_WORK INSTRUCTION_. Each entry below is to be copied verbatim, with no line missing.

----- RECORDS FOR THE EXERCISE -----

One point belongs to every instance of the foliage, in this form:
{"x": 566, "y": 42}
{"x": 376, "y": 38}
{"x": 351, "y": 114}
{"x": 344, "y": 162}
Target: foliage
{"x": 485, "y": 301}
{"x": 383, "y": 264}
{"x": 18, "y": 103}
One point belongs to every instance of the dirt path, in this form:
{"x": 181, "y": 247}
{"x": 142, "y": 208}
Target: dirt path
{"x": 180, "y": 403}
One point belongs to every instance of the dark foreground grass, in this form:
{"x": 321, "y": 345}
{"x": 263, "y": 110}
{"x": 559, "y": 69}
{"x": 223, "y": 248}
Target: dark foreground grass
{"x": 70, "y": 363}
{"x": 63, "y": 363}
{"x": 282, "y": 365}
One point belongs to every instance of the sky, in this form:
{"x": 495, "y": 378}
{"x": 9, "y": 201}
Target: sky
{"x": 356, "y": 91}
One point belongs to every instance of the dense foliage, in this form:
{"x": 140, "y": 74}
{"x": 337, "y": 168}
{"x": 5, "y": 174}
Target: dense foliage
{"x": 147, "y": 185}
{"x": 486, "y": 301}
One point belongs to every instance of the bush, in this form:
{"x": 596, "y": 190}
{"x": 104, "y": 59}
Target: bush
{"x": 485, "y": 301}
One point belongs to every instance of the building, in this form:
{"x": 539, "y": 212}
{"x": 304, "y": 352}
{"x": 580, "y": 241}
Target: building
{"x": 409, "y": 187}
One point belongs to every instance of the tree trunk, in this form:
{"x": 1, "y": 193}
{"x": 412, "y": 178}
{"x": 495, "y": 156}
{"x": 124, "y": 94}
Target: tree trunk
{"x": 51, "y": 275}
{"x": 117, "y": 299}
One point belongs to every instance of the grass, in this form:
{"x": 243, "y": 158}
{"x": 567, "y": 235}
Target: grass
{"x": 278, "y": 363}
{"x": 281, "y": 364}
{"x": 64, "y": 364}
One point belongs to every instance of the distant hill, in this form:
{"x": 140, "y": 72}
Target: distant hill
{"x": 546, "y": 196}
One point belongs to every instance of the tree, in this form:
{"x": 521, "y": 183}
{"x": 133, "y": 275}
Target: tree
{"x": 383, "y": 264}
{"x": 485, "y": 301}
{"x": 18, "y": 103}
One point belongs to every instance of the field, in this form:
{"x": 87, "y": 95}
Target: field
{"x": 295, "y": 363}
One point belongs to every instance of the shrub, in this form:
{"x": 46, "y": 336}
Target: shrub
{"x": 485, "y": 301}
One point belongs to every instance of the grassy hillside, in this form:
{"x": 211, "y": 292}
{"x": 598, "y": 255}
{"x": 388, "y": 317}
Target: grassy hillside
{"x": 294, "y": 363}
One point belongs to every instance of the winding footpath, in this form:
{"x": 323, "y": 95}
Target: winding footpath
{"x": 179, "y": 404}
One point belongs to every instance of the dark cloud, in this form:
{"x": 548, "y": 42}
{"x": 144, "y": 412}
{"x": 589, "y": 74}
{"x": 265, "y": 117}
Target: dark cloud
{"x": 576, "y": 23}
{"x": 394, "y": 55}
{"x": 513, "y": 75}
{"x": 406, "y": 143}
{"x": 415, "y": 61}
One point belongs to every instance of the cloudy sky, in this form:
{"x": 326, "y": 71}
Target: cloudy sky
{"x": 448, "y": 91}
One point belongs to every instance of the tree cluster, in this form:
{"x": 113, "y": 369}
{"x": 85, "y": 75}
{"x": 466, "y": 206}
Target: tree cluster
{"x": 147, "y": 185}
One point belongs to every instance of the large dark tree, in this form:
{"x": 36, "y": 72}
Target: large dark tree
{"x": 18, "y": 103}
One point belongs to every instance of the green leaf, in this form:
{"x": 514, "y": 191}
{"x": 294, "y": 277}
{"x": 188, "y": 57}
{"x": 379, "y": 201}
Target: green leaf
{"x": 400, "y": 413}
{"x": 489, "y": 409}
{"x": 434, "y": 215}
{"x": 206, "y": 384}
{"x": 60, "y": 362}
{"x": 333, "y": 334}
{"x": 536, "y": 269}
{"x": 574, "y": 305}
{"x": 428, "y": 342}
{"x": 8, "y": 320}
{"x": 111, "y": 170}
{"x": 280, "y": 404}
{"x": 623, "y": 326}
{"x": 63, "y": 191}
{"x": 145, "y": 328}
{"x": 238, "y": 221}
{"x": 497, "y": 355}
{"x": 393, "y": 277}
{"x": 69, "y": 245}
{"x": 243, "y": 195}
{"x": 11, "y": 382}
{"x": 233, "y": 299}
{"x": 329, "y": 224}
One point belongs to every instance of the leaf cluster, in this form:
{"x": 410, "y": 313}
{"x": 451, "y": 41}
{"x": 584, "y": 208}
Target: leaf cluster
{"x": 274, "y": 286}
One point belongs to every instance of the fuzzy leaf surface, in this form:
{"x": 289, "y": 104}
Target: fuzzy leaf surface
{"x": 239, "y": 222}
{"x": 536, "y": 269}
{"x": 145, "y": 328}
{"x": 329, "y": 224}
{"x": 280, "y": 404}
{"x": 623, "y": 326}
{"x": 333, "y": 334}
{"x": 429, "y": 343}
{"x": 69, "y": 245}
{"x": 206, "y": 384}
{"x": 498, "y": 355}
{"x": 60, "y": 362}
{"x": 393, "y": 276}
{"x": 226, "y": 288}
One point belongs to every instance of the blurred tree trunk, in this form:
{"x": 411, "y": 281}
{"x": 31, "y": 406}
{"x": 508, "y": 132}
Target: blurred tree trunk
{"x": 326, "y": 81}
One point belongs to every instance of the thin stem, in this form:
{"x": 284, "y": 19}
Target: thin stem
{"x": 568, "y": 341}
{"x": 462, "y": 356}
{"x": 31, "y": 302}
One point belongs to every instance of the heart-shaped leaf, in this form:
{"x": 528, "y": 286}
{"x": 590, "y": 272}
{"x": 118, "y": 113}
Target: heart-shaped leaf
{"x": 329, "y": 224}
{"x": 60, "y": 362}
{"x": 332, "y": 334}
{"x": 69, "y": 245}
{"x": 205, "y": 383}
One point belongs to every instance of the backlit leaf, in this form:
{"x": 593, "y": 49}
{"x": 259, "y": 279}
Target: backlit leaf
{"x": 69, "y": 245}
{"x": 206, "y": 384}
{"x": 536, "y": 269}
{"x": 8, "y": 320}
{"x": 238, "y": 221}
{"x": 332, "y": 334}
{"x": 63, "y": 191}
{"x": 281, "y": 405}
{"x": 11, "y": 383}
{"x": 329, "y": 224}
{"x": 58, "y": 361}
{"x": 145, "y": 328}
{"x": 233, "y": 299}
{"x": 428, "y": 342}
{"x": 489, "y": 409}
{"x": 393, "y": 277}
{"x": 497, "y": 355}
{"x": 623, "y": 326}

-----

_PROBLEM SOLUTION_.
One point belongs to every instance of the foliage, in this form:
{"x": 566, "y": 42}
{"x": 376, "y": 38}
{"x": 351, "y": 114}
{"x": 344, "y": 162}
Target: foliage
{"x": 485, "y": 301}
{"x": 383, "y": 264}
{"x": 18, "y": 103}
One point belongs to every instance of the dirt path, in this form:
{"x": 181, "y": 247}
{"x": 142, "y": 208}
Target: dirt path
{"x": 180, "y": 403}
One point belongs to every instance of the dark foreground grass, in this form:
{"x": 321, "y": 345}
{"x": 263, "y": 110}
{"x": 559, "y": 69}
{"x": 223, "y": 248}
Target: dark foreground grass
{"x": 70, "y": 363}
{"x": 63, "y": 363}
{"x": 282, "y": 365}
One point belongs to every instance of the sky, in this form:
{"x": 495, "y": 378}
{"x": 9, "y": 201}
Target: sky
{"x": 356, "y": 91}
One point belongs to every instance of the dense foliage, in this form:
{"x": 140, "y": 74}
{"x": 337, "y": 168}
{"x": 5, "y": 174}
Target: dense foliage
{"x": 147, "y": 185}
{"x": 486, "y": 301}
One point belongs to every instance of the bush, in this form:
{"x": 596, "y": 190}
{"x": 104, "y": 59}
Target: bush
{"x": 485, "y": 301}
One point belongs to every instance of the building, in this form:
{"x": 539, "y": 212}
{"x": 304, "y": 352}
{"x": 580, "y": 241}
Target: building
{"x": 409, "y": 187}
One point belongs to every instance of the tree trunk, in this form:
{"x": 1, "y": 193}
{"x": 412, "y": 178}
{"x": 495, "y": 156}
{"x": 124, "y": 94}
Target: tree trunk
{"x": 51, "y": 275}
{"x": 117, "y": 299}
One point belongs to every instance of the grass, in this form:
{"x": 243, "y": 158}
{"x": 567, "y": 235}
Target: grass
{"x": 278, "y": 363}
{"x": 281, "y": 364}
{"x": 64, "y": 364}
One point belongs to every instance of the distant hill, in this form:
{"x": 140, "y": 72}
Target: distant hill
{"x": 546, "y": 196}
One point belongs to every instance of the tree, in this form:
{"x": 521, "y": 183}
{"x": 133, "y": 275}
Target: tree
{"x": 383, "y": 264}
{"x": 485, "y": 301}
{"x": 18, "y": 103}
One point belongs to every instance of the field, in this form:
{"x": 87, "y": 95}
Target: field
{"x": 295, "y": 363}
One point belongs to every instance of the shrub, in this form:
{"x": 46, "y": 336}
Target: shrub
{"x": 485, "y": 301}
One point belongs to every instance of the grassy hillside, in this form:
{"x": 211, "y": 292}
{"x": 598, "y": 255}
{"x": 388, "y": 317}
Target: grassy hillside
{"x": 294, "y": 363}
One point belongs to every instance of the winding footpath, in this form:
{"x": 323, "y": 95}
Target: winding footpath
{"x": 179, "y": 404}
One point belongs to every instance of the dark cloud, in this form:
{"x": 548, "y": 42}
{"x": 144, "y": 412}
{"x": 589, "y": 74}
{"x": 265, "y": 117}
Target: dark cloud
{"x": 576, "y": 23}
{"x": 394, "y": 55}
{"x": 513, "y": 75}
{"x": 406, "y": 143}
{"x": 415, "y": 61}
One point belongs to every instance of the cloudy sky, in this form:
{"x": 326, "y": 71}
Target: cloudy sky
{"x": 448, "y": 91}
One point belongs to every instance of the tree cluster, in this form:
{"x": 113, "y": 369}
{"x": 85, "y": 75}
{"x": 466, "y": 206}
Target: tree cluster
{"x": 147, "y": 185}
One point belongs to every instance of the large dark tree, in this form:
{"x": 36, "y": 72}
Target: large dark tree
{"x": 18, "y": 103}
One point belongs to every instance of the green leaf, in this form:
{"x": 514, "y": 191}
{"x": 294, "y": 277}
{"x": 188, "y": 57}
{"x": 379, "y": 201}
Target: green leaf
{"x": 400, "y": 413}
{"x": 489, "y": 409}
{"x": 434, "y": 215}
{"x": 206, "y": 384}
{"x": 60, "y": 362}
{"x": 333, "y": 334}
{"x": 536, "y": 269}
{"x": 574, "y": 305}
{"x": 428, "y": 342}
{"x": 8, "y": 320}
{"x": 111, "y": 170}
{"x": 280, "y": 404}
{"x": 623, "y": 326}
{"x": 63, "y": 191}
{"x": 145, "y": 328}
{"x": 238, "y": 221}
{"x": 497, "y": 355}
{"x": 393, "y": 277}
{"x": 69, "y": 245}
{"x": 243, "y": 195}
{"x": 11, "y": 382}
{"x": 233, "y": 299}
{"x": 329, "y": 224}
One point belongs to every instance of the leaf cluster, in this form:
{"x": 410, "y": 313}
{"x": 451, "y": 41}
{"x": 584, "y": 208}
Target: leaf cluster
{"x": 274, "y": 286}
One point belongs to every instance of the fuzzy leaf surface, in this form:
{"x": 289, "y": 104}
Target: fuzzy leaf surface
{"x": 239, "y": 222}
{"x": 536, "y": 269}
{"x": 145, "y": 328}
{"x": 329, "y": 224}
{"x": 280, "y": 404}
{"x": 623, "y": 326}
{"x": 333, "y": 334}
{"x": 429, "y": 343}
{"x": 69, "y": 245}
{"x": 206, "y": 384}
{"x": 498, "y": 355}
{"x": 60, "y": 362}
{"x": 393, "y": 276}
{"x": 226, "y": 288}
One point belongs to every instance of the blurred tree trunk, in this form:
{"x": 411, "y": 281}
{"x": 31, "y": 406}
{"x": 508, "y": 132}
Target: blurred tree trunk
{"x": 326, "y": 81}
One point belongs to every instance of the thin stem, in this form:
{"x": 284, "y": 19}
Target: thin stem
{"x": 568, "y": 341}
{"x": 462, "y": 356}
{"x": 31, "y": 302}
One point belongs to every instance of the heart-shaped leaf, in this form:
{"x": 528, "y": 286}
{"x": 590, "y": 272}
{"x": 118, "y": 113}
Target: heart-shaped leaf
{"x": 329, "y": 224}
{"x": 60, "y": 362}
{"x": 332, "y": 334}
{"x": 69, "y": 245}
{"x": 205, "y": 383}
One point belongs to every instance of the backlit leaf, in this form:
{"x": 593, "y": 49}
{"x": 259, "y": 279}
Target: backlit leaf
{"x": 69, "y": 245}
{"x": 206, "y": 384}
{"x": 536, "y": 269}
{"x": 8, "y": 320}
{"x": 238, "y": 221}
{"x": 332, "y": 334}
{"x": 63, "y": 191}
{"x": 281, "y": 405}
{"x": 11, "y": 383}
{"x": 329, "y": 224}
{"x": 58, "y": 361}
{"x": 145, "y": 328}
{"x": 233, "y": 299}
{"x": 428, "y": 342}
{"x": 489, "y": 409}
{"x": 393, "y": 277}
{"x": 497, "y": 355}
{"x": 623, "y": 326}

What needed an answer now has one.